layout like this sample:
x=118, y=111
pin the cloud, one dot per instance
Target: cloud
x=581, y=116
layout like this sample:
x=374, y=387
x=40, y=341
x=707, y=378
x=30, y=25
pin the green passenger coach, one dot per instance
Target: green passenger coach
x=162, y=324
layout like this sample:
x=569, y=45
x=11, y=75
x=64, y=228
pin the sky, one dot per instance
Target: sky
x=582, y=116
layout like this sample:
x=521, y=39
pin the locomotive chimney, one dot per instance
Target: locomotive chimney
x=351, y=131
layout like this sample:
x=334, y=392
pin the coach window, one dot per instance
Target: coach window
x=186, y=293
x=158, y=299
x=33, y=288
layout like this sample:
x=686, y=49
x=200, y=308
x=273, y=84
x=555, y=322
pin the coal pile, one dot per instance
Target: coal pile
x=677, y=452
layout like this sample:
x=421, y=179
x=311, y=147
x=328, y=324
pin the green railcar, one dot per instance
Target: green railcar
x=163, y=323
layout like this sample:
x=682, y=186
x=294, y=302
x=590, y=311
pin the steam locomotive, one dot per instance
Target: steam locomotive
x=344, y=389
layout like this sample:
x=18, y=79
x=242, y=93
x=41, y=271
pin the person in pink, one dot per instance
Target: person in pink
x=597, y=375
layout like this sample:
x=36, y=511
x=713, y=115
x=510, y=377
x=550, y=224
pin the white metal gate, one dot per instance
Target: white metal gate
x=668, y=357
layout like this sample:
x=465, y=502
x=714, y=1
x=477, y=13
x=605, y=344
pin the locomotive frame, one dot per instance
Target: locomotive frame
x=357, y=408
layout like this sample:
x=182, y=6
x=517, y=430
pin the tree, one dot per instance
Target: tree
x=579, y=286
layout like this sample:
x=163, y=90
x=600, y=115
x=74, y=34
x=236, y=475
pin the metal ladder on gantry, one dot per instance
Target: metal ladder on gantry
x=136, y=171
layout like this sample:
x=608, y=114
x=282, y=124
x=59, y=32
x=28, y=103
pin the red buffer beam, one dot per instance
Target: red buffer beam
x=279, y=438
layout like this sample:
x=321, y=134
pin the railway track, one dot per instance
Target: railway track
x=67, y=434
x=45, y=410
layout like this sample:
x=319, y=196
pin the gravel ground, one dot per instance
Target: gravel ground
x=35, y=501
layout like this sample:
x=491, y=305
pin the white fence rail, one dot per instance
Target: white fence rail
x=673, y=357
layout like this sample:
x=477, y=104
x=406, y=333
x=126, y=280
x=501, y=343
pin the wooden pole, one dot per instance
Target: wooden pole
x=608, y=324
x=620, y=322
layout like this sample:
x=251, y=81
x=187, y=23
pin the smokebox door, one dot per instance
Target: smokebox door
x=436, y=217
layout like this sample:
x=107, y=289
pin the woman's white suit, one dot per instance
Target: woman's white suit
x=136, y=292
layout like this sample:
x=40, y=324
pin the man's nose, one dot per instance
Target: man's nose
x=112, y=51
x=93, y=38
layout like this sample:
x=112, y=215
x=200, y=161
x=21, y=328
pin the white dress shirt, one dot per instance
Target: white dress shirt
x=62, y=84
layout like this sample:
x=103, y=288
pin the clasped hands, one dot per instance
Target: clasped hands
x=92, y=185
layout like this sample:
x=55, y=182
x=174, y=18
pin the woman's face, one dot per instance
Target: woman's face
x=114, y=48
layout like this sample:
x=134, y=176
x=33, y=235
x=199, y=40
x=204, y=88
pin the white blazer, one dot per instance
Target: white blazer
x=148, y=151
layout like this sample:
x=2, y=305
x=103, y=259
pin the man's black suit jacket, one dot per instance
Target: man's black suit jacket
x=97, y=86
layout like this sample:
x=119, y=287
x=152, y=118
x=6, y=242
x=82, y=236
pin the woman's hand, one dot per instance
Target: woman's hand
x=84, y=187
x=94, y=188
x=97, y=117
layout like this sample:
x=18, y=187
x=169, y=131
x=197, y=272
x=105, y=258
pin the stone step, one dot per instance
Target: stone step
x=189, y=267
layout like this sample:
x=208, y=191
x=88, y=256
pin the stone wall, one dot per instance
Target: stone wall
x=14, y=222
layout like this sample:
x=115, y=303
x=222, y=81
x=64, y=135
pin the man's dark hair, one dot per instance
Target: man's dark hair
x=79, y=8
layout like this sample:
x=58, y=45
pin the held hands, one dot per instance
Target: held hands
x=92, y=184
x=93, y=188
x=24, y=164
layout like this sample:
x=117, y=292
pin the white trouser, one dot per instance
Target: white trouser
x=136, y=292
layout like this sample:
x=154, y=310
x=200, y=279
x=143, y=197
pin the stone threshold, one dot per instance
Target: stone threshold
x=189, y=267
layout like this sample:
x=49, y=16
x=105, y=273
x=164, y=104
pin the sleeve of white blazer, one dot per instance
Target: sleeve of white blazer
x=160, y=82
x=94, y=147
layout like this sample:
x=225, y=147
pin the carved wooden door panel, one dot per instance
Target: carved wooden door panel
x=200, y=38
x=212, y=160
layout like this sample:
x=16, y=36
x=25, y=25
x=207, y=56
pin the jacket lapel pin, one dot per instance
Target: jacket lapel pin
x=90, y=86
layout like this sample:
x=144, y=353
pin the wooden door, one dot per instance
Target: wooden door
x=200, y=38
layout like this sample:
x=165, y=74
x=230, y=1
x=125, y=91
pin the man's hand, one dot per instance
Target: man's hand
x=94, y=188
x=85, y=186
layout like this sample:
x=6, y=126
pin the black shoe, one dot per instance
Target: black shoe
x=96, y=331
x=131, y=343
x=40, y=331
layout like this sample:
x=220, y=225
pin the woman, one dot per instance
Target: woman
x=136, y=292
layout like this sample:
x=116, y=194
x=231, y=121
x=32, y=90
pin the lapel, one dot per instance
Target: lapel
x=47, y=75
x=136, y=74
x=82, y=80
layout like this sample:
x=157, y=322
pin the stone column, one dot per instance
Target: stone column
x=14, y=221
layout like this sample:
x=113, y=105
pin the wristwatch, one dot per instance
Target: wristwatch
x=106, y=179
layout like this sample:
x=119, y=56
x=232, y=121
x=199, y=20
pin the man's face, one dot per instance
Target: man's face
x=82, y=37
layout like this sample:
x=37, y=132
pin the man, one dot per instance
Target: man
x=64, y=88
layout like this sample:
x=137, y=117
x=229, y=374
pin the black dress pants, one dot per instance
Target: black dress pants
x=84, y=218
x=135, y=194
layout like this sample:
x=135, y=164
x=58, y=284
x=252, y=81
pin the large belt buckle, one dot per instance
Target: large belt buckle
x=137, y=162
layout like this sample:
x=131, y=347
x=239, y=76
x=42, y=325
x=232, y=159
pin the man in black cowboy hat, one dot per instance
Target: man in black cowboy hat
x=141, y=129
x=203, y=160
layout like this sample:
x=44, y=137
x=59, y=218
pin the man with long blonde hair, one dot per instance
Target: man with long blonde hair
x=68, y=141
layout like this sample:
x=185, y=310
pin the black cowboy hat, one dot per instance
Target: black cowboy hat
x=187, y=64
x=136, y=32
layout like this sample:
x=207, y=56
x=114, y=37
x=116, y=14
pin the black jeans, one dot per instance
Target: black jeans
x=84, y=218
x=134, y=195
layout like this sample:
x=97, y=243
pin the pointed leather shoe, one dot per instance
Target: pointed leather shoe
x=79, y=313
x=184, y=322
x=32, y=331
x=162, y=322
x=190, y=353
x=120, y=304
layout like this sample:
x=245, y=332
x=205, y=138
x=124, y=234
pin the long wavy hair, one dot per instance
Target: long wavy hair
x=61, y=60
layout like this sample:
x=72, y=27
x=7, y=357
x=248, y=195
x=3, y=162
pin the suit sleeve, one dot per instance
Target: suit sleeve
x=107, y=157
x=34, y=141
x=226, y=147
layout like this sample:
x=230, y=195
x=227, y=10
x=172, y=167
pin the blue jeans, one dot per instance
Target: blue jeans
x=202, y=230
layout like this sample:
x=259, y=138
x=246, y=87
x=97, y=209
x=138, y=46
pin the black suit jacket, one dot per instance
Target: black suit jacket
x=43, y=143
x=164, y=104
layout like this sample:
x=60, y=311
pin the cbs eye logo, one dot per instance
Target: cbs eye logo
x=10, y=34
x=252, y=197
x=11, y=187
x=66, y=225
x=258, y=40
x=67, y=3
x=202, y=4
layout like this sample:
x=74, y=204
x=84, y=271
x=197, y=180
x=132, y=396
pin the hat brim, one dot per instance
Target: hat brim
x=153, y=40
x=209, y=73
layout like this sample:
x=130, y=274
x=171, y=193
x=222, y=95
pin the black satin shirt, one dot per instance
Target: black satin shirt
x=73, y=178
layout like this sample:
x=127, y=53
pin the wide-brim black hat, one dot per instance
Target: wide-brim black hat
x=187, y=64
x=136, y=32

Job
Pull out every line of the records that contains the word "blue". Case counts.

Exercise solution
pin the blue jeans, one dot per instance
Target: blue jeans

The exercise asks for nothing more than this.